What do Pigs & Cats have in Common? Decoupage

Spotted Piglet
Look at that little face! Is he cute or what? The inspiration for this project is an adorable spotted piglet. In a previous post, “Year of the Pig 2019,” I mentioned my brother’s affinity for pigs. We usually find a way to include a pig at any gift-giving occasion. Sometimes it’s just a card, or a flying pig ornament for the Christmas tree. We all share the same sense of humor, and the more ridiculous the pig, the greater the laughter.

Pig Plaque Details
For my brother’s birthday this year, I decided to combine two of his favorites: pigs and cats. Believe it or not, he and his wife share their home with 11 feline fur babies. Yes, you read that correctly. That’s a lot of mouths to feed! Each cat started out in life under very difficult circumstances, but after being rescued, they live comfortable, happy lives filled with play and lots of tender loving care. Such an unusual family deserves an equally unique family portrait.

How to Create a Wooden Pig Photo Plaque
On a recent visit to AC Moore, I noticed a large wooden pig plaque. It was really cute, but I held off buying until I could come up with something my brother would appreciate, and ended up liking the idea of a family portrait. The pig is large enough to accommodate photos of all eleven cats with my brother and his wife in the center. Any  size or shape plaque will work as long as it is large enough to fit all the images. You could also create a plaque to commemorate a special event, such as a graduation, a birthday, or your favorite vacation. Let’s get started.

Raw Wooden Pig
You may need to do some light sanding to ensure the surface and edges are smooth.

Pig Photo Plaque Supplies
Supplies:
Wooden Pig (20-1/2” wide x 11-1/4” high x 1/2” thick)

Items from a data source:
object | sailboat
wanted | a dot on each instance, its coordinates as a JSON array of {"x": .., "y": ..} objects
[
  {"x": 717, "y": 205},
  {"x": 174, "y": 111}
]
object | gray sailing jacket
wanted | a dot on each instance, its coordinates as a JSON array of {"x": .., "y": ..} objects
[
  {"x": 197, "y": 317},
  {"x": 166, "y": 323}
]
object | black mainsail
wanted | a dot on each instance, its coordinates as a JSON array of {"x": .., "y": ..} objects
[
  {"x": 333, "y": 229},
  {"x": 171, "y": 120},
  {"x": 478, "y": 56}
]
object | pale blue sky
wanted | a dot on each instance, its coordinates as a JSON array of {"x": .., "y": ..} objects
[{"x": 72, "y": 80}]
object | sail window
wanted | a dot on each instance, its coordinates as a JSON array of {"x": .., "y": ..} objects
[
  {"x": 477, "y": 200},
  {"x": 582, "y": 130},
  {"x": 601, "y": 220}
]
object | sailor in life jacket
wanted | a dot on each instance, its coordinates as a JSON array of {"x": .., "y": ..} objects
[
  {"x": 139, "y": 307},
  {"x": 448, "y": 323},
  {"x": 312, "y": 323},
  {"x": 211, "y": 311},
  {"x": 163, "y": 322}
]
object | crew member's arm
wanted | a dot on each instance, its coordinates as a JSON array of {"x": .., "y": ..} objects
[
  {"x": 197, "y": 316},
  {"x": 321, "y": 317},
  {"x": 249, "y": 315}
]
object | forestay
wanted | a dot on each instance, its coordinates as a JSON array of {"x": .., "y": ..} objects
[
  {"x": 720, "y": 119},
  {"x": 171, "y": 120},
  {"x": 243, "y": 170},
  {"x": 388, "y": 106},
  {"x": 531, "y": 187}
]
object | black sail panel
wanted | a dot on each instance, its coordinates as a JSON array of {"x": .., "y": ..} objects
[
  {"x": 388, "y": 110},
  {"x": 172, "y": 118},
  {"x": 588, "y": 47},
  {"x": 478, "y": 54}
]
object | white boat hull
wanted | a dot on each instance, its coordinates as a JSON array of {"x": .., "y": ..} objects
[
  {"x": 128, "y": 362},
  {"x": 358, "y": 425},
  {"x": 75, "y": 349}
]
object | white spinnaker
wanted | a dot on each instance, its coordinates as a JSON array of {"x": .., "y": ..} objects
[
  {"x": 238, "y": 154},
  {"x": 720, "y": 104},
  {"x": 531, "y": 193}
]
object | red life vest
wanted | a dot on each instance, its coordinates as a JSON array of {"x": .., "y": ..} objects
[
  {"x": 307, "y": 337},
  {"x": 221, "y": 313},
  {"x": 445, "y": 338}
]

▶ **Written tasks**
- 1) Transcribe the part of the pig plaque post starting with "How to Create" and going on through "Let’s get started.".
- 2) Rewrite the lines of the listing starting with the line with "object | sail window" and going on through the end of the listing, changing "white" to "cream" and leaving all else as it is. Return only those lines.

▶ **Answers for the tasks**
- 1)
How to Create a Wooden Pig Photo Plaque
On a recent visit to AC Moore, I noticed a large wooden pig plaque. It was really cute, but I held off buying until I could come up with something my brother would appreciate, and ended up liking the idea of a family portrait. The pig is large enough to accommodate photos of all eleven cats with my brother and his wife in the center. Any  size or shape plaque will work as long as it is large enough to fit all the images. You could also create a plaque to commemorate a special event, such as a graduation, a birthday, or your favorite vacation. Let’s get started.

- 2)
object | sail window
wanted | a dot on each instance, its coordinates as a JSON array of {"x": .., "y": ..} objects
[
  {"x": 477, "y": 200},
  {"x": 582, "y": 130},
  {"x": 601, "y": 220}
]
object | sailor in life jacket
wanted | a dot on each instance, its coordinates as a JSON array of {"x": .., "y": ..} objects
[
  {"x": 139, "y": 307},
  {"x": 448, "y": 323},
  {"x": 312, "y": 323},
  {"x": 211, "y": 311},
  {"x": 163, "y": 322}
]
object | crew member's arm
wanted | a dot on each instance, its coordinates as a JSON array of {"x": .., "y": ..} objects
[
  {"x": 197, "y": 316},
  {"x": 321, "y": 317},
  {"x": 249, "y": 315}
]
object | forestay
wanted | a dot on each instance, its coordinates as a JSON array of {"x": .., "y": ..} objects
[
  {"x": 720, "y": 119},
  {"x": 171, "y": 120},
  {"x": 243, "y": 170},
  {"x": 388, "y": 106},
  {"x": 531, "y": 187}
]
object | black sail panel
wanted | a dot on each instance, its coordinates as a JSON array of {"x": .., "y": ..} objects
[
  {"x": 388, "y": 110},
  {"x": 172, "y": 118},
  {"x": 588, "y": 47},
  {"x": 478, "y": 54}
]
object | cream boat hull
wanted | a dot on each instance, its coordinates as a JSON array of {"x": .., "y": ..} objects
[
  {"x": 128, "y": 362},
  {"x": 358, "y": 425},
  {"x": 75, "y": 349}
]
object | cream spinnaker
wanted | a dot on each instance, its coordinates as a JSON array of {"x": .., "y": ..} objects
[
  {"x": 238, "y": 154},
  {"x": 720, "y": 104},
  {"x": 531, "y": 193}
]
object | red life vest
wanted | a dot on each instance, its coordinates as a JSON array of {"x": .., "y": ..} objects
[
  {"x": 307, "y": 337},
  {"x": 221, "y": 313},
  {"x": 445, "y": 338}
]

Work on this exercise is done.